== AIM ==
Can you write out every line of the data between the lines holding "Exercise. Point out every instance of the car windshield" and "point(245, 228)", inclusive, with each point coordinate increased by 123 and all other text left as it is?
++++++++
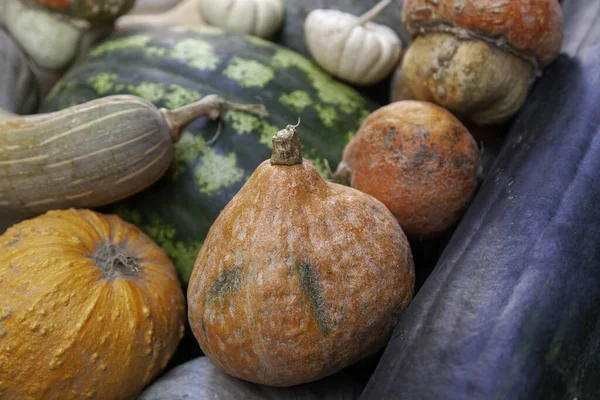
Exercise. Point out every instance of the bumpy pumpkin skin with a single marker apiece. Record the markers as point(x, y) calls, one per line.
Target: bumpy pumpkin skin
point(298, 278)
point(69, 330)
point(417, 159)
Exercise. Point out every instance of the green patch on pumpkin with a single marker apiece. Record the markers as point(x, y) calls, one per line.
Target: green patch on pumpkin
point(103, 82)
point(178, 96)
point(267, 131)
point(328, 90)
point(216, 171)
point(133, 41)
point(183, 254)
point(241, 122)
point(202, 29)
point(196, 53)
point(151, 91)
point(154, 51)
point(327, 115)
point(255, 40)
point(249, 73)
point(62, 85)
point(186, 152)
point(296, 101)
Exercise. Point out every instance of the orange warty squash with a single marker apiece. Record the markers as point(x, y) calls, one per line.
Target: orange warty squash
point(298, 277)
point(90, 308)
point(417, 159)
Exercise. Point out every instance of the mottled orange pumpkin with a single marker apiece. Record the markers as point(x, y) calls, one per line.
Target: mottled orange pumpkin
point(90, 308)
point(419, 160)
point(298, 277)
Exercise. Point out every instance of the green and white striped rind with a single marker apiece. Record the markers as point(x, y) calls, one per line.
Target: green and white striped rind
point(179, 65)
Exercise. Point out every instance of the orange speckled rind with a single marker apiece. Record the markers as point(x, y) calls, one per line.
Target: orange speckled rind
point(298, 278)
point(418, 160)
point(533, 27)
point(66, 332)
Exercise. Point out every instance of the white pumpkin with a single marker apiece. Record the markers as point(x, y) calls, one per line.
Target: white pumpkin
point(153, 6)
point(50, 39)
point(255, 17)
point(352, 48)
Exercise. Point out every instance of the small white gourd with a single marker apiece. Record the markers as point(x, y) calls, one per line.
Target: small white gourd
point(352, 48)
point(254, 17)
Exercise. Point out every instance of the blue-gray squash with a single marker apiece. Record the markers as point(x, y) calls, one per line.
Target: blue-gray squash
point(199, 379)
point(512, 309)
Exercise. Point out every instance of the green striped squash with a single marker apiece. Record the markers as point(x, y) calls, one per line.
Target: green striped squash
point(179, 65)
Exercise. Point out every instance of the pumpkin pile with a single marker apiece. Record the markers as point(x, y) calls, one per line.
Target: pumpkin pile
point(426, 230)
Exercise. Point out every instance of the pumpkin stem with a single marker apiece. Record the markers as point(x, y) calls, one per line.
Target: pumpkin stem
point(114, 261)
point(211, 106)
point(373, 12)
point(287, 149)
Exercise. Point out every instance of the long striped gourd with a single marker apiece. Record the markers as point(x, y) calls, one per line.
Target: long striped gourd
point(91, 154)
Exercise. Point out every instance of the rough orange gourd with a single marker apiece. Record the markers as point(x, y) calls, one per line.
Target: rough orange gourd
point(90, 308)
point(419, 160)
point(298, 277)
point(479, 58)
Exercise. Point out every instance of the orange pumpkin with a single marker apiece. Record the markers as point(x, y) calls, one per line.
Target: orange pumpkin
point(419, 160)
point(90, 308)
point(298, 277)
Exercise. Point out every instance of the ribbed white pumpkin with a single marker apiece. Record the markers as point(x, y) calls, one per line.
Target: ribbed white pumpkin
point(352, 48)
point(255, 17)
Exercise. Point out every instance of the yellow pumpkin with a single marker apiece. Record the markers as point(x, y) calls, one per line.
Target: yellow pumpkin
point(90, 308)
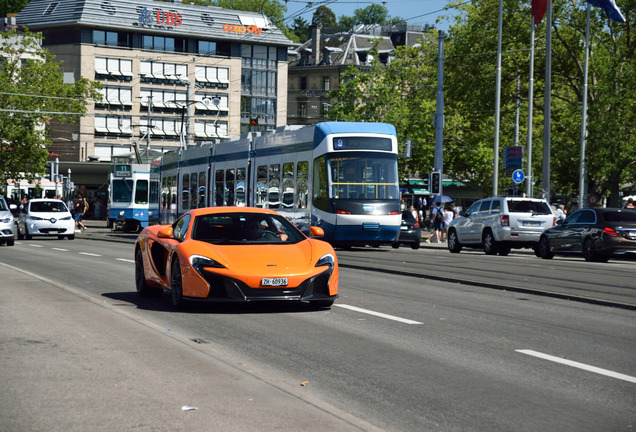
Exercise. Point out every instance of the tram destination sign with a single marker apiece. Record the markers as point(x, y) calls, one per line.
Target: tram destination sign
point(122, 170)
point(362, 143)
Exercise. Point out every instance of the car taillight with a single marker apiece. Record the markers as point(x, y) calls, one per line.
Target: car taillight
point(610, 231)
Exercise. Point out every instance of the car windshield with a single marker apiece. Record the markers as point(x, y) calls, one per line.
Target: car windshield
point(527, 206)
point(620, 216)
point(47, 207)
point(245, 228)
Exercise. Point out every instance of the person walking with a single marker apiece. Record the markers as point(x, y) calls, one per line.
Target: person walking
point(437, 222)
point(79, 208)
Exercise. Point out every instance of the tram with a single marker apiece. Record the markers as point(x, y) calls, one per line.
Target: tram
point(134, 196)
point(340, 176)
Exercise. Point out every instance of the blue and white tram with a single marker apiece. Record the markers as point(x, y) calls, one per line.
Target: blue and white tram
point(340, 176)
point(134, 196)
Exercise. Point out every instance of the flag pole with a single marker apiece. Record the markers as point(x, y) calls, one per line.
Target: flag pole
point(495, 178)
point(529, 179)
point(583, 169)
point(545, 181)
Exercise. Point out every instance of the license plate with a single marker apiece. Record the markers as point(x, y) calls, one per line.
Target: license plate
point(274, 281)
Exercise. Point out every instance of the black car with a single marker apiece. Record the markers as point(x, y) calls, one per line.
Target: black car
point(409, 231)
point(596, 233)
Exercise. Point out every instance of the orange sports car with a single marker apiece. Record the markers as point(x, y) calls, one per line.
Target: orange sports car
point(235, 254)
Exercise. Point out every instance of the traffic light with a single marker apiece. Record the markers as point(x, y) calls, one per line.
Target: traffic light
point(435, 183)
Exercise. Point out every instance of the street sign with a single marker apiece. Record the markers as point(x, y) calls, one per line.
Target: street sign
point(518, 176)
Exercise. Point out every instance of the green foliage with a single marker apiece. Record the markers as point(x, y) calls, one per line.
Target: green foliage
point(32, 93)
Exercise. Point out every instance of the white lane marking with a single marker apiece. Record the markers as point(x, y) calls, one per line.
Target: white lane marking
point(378, 314)
point(579, 365)
point(125, 260)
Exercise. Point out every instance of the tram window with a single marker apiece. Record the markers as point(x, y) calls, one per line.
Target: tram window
point(320, 189)
point(141, 192)
point(122, 190)
point(229, 186)
point(239, 197)
point(202, 187)
point(218, 188)
point(173, 191)
point(185, 188)
point(288, 185)
point(154, 192)
point(165, 193)
point(302, 174)
point(273, 191)
point(261, 186)
point(194, 195)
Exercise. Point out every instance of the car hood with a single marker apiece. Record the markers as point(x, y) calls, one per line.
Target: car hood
point(50, 215)
point(261, 258)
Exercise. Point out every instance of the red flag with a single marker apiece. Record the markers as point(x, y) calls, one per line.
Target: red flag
point(538, 10)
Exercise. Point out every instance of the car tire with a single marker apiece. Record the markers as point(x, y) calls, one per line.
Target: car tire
point(176, 285)
point(140, 278)
point(489, 244)
point(590, 253)
point(454, 246)
point(543, 248)
point(321, 304)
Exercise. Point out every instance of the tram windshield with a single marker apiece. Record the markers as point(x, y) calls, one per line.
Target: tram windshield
point(122, 190)
point(363, 176)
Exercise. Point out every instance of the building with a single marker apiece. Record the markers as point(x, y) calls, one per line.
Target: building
point(316, 67)
point(173, 74)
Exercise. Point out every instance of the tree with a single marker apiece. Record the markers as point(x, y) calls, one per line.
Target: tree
point(326, 18)
point(32, 92)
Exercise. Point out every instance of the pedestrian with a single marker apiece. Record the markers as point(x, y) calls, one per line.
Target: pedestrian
point(437, 222)
point(449, 215)
point(79, 208)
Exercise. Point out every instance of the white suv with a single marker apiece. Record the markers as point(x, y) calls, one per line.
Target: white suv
point(498, 224)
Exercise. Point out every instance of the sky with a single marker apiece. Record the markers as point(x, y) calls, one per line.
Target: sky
point(417, 12)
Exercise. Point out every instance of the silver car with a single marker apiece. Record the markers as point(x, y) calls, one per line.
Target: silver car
point(498, 224)
point(46, 217)
point(7, 223)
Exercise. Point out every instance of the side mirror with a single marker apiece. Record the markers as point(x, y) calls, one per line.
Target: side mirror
point(316, 231)
point(165, 232)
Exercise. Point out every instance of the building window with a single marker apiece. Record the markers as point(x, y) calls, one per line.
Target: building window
point(302, 109)
point(325, 83)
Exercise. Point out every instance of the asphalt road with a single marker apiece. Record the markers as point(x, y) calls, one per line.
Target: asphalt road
point(400, 350)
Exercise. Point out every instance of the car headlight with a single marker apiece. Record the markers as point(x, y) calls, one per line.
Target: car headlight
point(198, 262)
point(328, 260)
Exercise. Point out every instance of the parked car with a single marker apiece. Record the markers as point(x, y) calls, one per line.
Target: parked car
point(235, 254)
point(7, 223)
point(499, 224)
point(45, 217)
point(410, 233)
point(595, 233)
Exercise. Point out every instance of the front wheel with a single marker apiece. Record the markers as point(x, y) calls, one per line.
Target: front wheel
point(453, 242)
point(489, 244)
point(590, 253)
point(543, 248)
point(176, 287)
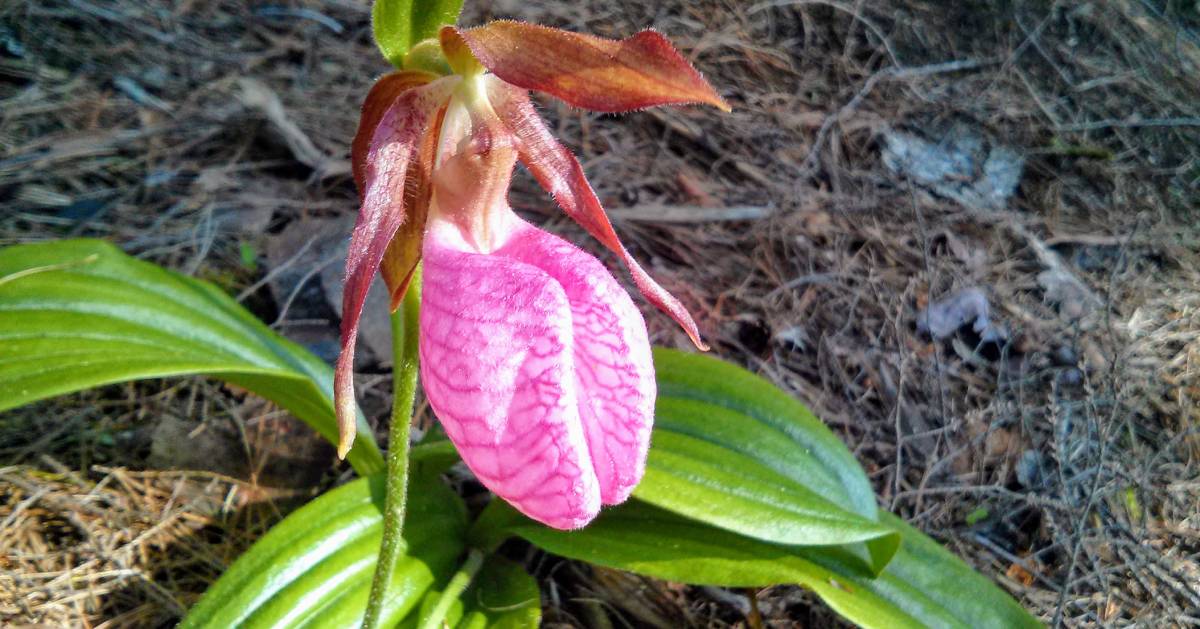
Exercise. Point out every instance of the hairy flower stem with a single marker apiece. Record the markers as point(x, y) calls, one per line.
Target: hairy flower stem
point(405, 323)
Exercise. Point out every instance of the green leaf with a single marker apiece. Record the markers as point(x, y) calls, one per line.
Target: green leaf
++++++++
== FINAL RESULT ==
Exercise. Point out every instance of the car windshield with a single marker apiece. Record the markers as point(x, y) calls, one per line.
Target: car windshield
point(650, 329)
point(743, 339)
point(170, 330)
point(368, 351)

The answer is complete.